— BEGIN Quoted passage —
# $13 dollar AliExpress looped tube shooter



## bopaloobop (Jun 3, 2012)

"Freeshiping Stainless steel 304 traditional slingshot cattle archetypical outdoor professional metal device tirachinas caza"

http://s.aliexpress.com/jEBjyUJV 
(from AliExpress Android)

I got this thinking it would be a mini version of this shape, but it's full sized.

I bought this about mid March, shipping from China took a month.

It's a really solid slinger, came with some bands that are shorter than they should be (had to unloop em)

I already had one in this shape, but the palm swell on this is amazing. It fills up the palm really well and provides some good cushion. It seems to be a separate piece under the wrap, I want to see what it is but I also don't want to mess up the wrap job.

The finger grips are really nice and it has small indents to center the bands.

Here's a few pics to show ya what I'm working with.

Sent from my SAMSUNG-SM-G900A using Tapatalk


----------



## Ibojoe (Mar 13, 2016)

That's a heck of a deal! Cool looking flips. Do you pinch grip it??


----------



## brucered (Dec 30, 2015)

There was a lot of hoopla last year over some Ali Stainless frames that turned out to be questionable material. If you unwrap it, sometimes you can tell if it's cast or bent steel or even steel at all.

Hopefully you got a good one, it looks comfortable. I quite enjoy the shape and feel of this frame.


----------



## bopaloobop (Jun 3, 2012)
— END Quoted passage —
— BEGIN Record list —
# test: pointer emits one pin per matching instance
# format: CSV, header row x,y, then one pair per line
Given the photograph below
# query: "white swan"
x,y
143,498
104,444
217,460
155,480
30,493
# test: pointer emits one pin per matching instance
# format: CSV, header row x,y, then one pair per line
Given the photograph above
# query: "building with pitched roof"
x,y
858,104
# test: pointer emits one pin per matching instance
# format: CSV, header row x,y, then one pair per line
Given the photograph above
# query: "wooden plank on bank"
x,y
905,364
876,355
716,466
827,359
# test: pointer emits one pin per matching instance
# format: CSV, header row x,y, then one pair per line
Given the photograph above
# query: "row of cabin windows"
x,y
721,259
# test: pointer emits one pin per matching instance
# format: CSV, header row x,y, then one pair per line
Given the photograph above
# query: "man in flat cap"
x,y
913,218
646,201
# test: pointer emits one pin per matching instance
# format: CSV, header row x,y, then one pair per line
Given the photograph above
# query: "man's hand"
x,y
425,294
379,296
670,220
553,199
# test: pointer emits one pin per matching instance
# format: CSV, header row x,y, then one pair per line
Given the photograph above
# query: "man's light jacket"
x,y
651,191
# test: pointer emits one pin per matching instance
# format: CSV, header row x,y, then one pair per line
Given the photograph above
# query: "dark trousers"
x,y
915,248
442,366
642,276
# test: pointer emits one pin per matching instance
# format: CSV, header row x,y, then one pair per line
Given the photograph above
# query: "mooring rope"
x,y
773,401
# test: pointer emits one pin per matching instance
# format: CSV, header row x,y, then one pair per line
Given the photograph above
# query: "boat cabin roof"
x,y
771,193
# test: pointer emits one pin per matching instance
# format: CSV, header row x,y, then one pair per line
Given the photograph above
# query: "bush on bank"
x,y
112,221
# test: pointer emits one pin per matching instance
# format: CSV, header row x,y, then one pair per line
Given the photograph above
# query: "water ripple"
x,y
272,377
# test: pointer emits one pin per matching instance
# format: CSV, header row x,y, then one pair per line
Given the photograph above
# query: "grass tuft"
— END Record list —
* [Short problem] Copy the stretch of the slingshot thread from "There was a" through "steel at all.", swapping "hoopla" for "fuss" wherever it occurs.

* [Task output]
There was a lot of fuss last year over some Ali Stainless frames that turned out to be questionable material. If you unwrap it, sometimes you can tell if it's cast or bent steel or even steel at all.